Copy out precisely the line that holds "Practice. For this step, pick out the brick" and all the lines following it in the data, up to and including the last one, and no others.

_Excerpts from a dataset_
-- -- --

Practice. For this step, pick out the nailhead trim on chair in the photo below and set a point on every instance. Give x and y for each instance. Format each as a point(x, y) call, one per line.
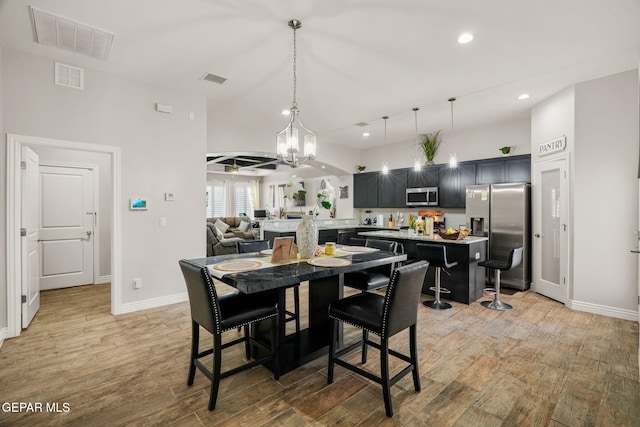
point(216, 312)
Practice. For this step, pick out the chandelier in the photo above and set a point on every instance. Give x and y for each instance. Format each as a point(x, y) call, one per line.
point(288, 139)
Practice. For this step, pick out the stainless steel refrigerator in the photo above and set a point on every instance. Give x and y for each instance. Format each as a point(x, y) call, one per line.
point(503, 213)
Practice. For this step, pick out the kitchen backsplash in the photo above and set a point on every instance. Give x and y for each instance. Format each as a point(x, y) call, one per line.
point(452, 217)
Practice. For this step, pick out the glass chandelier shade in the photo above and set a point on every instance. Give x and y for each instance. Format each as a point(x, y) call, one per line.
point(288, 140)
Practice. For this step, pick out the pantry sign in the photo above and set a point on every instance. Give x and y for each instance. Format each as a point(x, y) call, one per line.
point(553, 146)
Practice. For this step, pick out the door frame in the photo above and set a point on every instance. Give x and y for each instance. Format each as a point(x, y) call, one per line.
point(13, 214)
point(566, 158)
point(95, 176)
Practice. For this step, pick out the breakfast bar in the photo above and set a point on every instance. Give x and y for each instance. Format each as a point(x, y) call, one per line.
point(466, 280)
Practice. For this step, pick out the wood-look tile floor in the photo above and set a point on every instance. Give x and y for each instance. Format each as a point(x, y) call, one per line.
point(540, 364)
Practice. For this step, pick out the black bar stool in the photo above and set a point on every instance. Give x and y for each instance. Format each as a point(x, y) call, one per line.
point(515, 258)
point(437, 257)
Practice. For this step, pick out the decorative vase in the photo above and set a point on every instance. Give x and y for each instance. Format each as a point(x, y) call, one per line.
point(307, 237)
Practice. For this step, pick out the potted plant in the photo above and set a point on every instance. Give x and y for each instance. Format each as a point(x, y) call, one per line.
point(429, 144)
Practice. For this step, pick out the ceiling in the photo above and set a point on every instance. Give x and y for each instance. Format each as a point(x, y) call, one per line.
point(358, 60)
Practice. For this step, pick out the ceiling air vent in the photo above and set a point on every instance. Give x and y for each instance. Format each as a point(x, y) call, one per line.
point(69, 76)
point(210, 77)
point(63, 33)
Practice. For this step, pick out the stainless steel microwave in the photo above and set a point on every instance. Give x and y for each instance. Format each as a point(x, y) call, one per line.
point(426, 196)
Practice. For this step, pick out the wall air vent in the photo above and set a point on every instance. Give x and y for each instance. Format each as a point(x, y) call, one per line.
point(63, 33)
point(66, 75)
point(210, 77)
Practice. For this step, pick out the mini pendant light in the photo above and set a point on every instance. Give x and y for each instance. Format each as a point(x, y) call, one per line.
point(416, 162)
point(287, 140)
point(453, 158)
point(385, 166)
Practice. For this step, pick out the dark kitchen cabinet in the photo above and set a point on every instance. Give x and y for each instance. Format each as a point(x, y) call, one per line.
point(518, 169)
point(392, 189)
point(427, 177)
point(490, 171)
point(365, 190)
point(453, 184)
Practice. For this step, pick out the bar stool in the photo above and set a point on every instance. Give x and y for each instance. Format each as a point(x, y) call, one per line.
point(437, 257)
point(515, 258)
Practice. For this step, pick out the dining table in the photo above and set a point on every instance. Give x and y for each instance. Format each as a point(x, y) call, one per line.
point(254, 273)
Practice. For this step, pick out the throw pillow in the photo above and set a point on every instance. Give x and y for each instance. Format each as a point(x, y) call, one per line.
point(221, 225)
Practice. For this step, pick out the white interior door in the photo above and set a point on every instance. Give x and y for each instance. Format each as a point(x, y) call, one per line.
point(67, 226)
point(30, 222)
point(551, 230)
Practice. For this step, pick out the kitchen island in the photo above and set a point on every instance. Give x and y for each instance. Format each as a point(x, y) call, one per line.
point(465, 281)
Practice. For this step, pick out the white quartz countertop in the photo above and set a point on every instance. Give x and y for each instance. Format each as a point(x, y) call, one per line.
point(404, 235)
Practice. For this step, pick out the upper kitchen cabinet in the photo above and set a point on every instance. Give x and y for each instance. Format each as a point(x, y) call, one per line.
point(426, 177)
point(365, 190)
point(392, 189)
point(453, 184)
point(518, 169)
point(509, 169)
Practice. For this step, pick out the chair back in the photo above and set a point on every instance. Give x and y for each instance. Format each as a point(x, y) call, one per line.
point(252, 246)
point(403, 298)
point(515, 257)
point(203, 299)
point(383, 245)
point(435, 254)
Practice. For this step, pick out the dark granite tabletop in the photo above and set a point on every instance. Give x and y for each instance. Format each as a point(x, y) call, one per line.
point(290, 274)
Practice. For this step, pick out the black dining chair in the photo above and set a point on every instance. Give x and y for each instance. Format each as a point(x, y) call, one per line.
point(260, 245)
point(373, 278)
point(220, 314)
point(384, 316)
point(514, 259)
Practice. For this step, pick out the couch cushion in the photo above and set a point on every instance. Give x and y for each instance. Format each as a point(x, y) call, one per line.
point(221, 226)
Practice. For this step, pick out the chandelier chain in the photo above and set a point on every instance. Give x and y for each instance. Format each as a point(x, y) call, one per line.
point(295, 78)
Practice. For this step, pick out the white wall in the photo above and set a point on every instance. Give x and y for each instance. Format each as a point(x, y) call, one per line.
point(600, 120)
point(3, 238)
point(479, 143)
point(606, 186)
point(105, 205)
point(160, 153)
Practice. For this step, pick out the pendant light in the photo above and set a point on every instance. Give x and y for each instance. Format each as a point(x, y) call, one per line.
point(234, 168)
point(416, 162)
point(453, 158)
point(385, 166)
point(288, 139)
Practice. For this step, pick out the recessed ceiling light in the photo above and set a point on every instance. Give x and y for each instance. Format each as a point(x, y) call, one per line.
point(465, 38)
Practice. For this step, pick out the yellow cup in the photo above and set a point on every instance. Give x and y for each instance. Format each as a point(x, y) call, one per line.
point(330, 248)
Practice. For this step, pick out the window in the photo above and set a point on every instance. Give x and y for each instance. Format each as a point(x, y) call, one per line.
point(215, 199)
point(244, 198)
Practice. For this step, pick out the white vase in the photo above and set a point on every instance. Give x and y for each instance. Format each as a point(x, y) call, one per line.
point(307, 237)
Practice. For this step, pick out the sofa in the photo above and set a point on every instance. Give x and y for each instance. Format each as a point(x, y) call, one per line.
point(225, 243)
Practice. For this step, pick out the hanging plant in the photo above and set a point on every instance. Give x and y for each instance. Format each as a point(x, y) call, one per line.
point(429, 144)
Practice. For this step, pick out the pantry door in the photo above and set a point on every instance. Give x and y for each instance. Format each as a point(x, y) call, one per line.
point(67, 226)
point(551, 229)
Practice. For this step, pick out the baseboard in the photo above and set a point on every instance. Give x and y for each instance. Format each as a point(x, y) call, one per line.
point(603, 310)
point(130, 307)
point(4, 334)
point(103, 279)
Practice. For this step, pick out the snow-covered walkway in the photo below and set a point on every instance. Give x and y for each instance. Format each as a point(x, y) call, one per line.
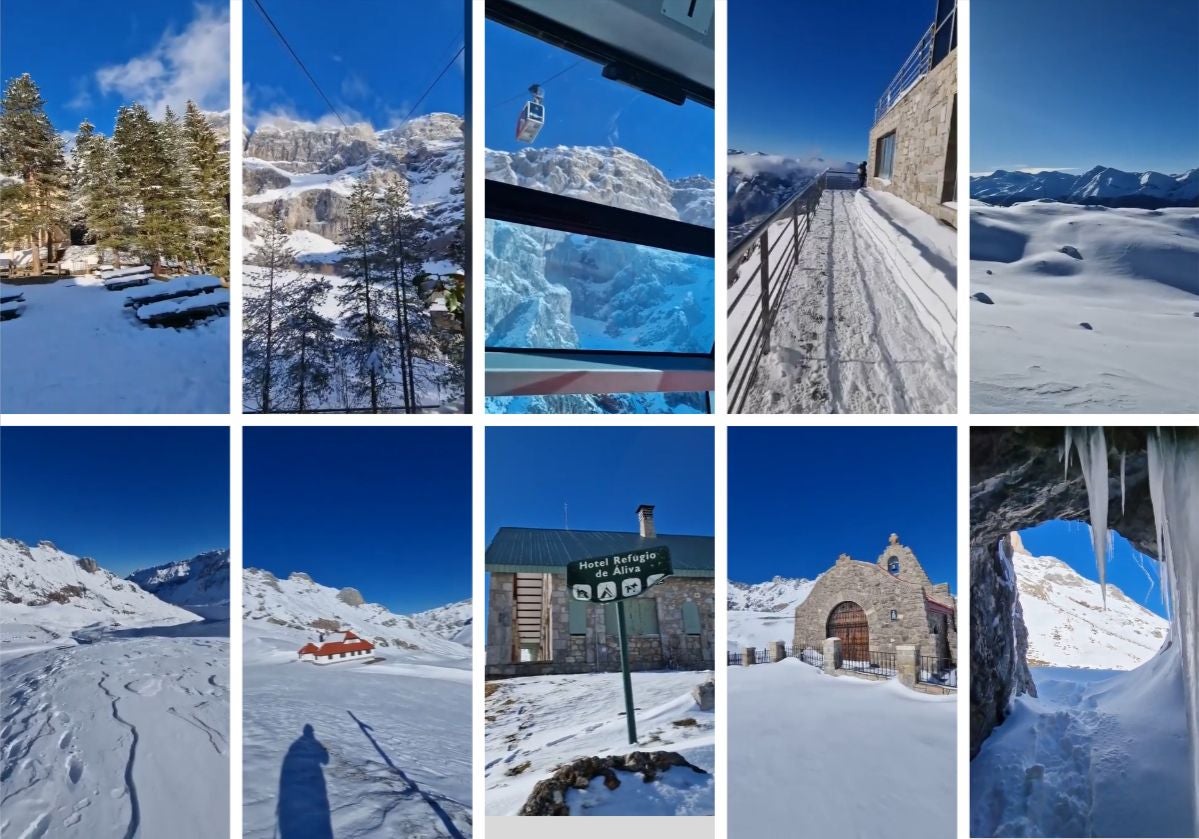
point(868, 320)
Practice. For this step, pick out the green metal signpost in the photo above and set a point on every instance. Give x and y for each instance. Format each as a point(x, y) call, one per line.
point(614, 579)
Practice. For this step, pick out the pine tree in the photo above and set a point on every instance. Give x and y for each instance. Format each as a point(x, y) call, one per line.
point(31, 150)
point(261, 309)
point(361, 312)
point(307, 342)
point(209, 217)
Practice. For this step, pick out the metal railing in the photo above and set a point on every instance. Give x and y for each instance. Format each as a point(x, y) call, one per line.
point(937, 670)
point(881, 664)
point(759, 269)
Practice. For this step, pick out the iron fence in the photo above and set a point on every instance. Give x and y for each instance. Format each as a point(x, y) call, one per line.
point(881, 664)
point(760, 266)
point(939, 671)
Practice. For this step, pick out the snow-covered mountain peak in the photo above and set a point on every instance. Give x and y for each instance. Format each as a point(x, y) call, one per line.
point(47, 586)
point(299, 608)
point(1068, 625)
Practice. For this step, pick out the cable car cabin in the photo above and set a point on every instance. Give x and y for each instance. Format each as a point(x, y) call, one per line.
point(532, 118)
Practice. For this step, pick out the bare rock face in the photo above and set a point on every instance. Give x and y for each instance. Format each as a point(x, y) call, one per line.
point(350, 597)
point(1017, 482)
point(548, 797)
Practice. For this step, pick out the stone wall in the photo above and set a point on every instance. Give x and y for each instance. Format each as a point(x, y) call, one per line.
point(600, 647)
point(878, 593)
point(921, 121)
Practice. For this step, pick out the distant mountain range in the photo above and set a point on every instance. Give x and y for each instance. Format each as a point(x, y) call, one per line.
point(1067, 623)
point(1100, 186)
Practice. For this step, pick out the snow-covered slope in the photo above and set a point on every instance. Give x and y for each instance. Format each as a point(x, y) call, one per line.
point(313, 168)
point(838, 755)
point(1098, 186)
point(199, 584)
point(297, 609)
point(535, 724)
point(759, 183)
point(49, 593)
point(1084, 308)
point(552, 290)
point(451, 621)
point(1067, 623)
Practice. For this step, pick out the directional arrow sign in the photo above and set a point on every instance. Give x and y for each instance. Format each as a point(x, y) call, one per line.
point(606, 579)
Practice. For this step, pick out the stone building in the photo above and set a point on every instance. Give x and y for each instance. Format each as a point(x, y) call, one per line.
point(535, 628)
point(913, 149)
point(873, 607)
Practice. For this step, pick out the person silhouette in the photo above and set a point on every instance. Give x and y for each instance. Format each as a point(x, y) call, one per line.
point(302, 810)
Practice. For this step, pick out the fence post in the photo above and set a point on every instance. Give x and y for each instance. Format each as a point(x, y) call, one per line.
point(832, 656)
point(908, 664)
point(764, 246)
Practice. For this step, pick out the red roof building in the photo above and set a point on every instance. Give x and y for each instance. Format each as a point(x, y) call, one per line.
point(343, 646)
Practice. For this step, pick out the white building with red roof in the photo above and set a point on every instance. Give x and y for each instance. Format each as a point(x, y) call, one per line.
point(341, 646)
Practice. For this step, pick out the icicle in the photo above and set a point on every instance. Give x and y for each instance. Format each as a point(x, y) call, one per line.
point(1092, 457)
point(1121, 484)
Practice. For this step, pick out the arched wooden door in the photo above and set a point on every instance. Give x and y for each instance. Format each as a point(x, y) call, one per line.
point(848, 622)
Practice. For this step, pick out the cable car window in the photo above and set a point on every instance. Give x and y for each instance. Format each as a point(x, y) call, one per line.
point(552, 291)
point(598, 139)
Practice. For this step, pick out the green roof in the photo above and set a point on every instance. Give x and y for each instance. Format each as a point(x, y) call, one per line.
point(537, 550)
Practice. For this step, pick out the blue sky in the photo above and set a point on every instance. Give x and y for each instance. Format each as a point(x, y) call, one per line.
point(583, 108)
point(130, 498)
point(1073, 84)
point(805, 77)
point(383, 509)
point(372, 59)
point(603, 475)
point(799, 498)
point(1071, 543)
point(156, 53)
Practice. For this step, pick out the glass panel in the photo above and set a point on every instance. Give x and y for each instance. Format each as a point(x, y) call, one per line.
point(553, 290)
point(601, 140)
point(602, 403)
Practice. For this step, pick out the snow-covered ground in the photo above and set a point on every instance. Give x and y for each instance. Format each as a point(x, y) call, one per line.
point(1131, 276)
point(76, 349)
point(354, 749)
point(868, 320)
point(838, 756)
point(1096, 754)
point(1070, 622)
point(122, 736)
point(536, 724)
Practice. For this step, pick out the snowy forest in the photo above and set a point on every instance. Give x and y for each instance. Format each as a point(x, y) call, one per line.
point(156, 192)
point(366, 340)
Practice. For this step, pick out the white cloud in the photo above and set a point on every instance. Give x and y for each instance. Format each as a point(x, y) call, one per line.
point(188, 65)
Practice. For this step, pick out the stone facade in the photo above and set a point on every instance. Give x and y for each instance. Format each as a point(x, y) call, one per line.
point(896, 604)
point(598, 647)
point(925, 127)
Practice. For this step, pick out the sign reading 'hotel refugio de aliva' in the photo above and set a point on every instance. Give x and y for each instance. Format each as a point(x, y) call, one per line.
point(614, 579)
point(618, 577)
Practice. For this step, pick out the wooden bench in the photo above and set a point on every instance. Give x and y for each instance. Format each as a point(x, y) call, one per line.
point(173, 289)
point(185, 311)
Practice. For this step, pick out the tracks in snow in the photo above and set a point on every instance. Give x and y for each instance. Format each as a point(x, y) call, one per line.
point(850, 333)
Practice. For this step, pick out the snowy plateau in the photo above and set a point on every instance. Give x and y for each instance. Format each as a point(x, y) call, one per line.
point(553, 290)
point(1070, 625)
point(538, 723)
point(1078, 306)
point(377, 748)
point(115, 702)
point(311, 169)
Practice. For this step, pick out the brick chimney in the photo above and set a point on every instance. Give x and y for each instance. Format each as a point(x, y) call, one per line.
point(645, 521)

-- -- --

_Exercise output_
Practice. For this step, pick out the brick chimney in the photo above and set a point on every instance. Give x and y for each instance. Format each as a point(x, y) call, one per line.
point(645, 521)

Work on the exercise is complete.